== WHAT TO PRODUCE ==
Go line by line through the records below. Copy whichever lines contain the string "black".

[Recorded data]
┄┄┄┄┄┄┄┄┄┄

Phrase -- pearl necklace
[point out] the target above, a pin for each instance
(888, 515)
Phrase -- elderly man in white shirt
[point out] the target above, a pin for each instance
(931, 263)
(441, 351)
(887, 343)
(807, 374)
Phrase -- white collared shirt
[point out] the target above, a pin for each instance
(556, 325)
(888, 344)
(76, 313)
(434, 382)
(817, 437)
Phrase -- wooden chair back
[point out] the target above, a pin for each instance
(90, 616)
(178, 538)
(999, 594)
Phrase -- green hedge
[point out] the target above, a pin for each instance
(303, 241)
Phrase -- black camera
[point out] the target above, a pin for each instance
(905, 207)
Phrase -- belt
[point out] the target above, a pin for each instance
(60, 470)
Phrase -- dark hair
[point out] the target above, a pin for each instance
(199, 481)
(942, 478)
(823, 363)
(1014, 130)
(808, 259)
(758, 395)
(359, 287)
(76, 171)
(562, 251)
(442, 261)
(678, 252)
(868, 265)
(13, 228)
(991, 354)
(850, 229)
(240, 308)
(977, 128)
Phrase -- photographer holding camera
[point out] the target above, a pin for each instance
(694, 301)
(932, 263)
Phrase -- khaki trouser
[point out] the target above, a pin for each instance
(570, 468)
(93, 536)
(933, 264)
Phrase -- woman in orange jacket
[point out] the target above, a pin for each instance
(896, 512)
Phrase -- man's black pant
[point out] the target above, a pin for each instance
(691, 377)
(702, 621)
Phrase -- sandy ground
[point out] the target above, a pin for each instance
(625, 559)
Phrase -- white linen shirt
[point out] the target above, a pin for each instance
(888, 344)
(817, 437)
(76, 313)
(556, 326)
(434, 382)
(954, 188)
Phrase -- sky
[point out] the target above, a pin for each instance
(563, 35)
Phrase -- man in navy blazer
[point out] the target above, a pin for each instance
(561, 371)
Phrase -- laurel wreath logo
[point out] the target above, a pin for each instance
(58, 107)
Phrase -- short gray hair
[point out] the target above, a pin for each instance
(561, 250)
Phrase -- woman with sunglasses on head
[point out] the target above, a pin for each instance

┄┄┄┄┄┄┄┄┄┄

== YOUR RESPONSE ==
Phrase -- black camera
Phrase -- man's black pant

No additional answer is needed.